> **SUPPLIED TEXT**:
## start

Note: Replace both of these variables with your credentials to ensure a successful connection of ESP32 with the network.
// Setting network credentials
const char* ssid = "REPLACE_WITH_YOUR_SSID";
const char* password = "REPLACE_WITH_YOUR_PASSWORD";
Setting Input Parameters
Now we will pass two more global variables of type char. These will be the input parameters to pass on the URL. One parameter is the GPIO number which we will call “output” and the other is its state (1 or 0). Notice that both of these inputs will be in the form of a numerical number, here 0 will represent LOW and 1 will represent HIGH state of GPIO.
const char* input_paramter1 = "output";
const char* input_parameter2 = "state";
Creating the AsyncWebServer Object
The AsyncWebServer object will be used to set up the ESP32 web server. We will pass the default HTTP port which is 80, as the input to the constructor. This will be the port where the server will look for the requests.

## end

> **DATA SHOWN**:

## start

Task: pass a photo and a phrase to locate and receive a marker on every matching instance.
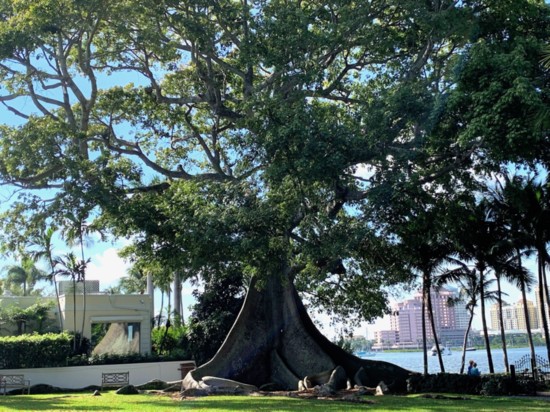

## end

> **PROMPT 1**:
Answer these from the ESP32 web server text:
(a) Which port number is passed to the AsyncWebServer constructor?
(b) Which GPIO state does the number 1 represent?
(c) What name is given to the parameter that holds the GPIO number?
> **PROMPT 2**: Translate this sentence from the ESP32 web server text into Spanish: "The AsyncWebServer object will be used to set up the ESP32 web server."
> **PROMPT 3**: Please extend the ESP32 web server text, starting after its last sentence.

> **RIGHT ANSWER 1**:
(a) 80, the default HTTP port.
(b) HIGH.
(c) "output".

> **RIGHT ANSWER 2**: El objeto AsyncWebServer se utilizará para configurar el servidor web del ESP32.

> **RIGHT ANSWER 3**:
AsyncWebServer server(80);
Creating the Web Page
We will create the index_html variable to store the HTML text. Then we will start with the title of the web page. The <title> tag will indicate the beginning of the web page title and </title> tag will indicate the end of the web page title. In between these tags, we will specify “ESP32 WEB SERVER” which will be displayed in the browser’s title bar.
<title>ESP32 WEB SERVER</title>
Next, we will create a meta tag to make sure our web server is available for all browsers e.g., smartphones, laptops, computers etc.
<meta name="viewport" content="width=device-width, initial-scale=1">
CSS Styling Web Page
CSS stands for Cascading Style Sheets, this is used to give style to a simple webpage and make it visually attractive. This helps in engaging users to a web page.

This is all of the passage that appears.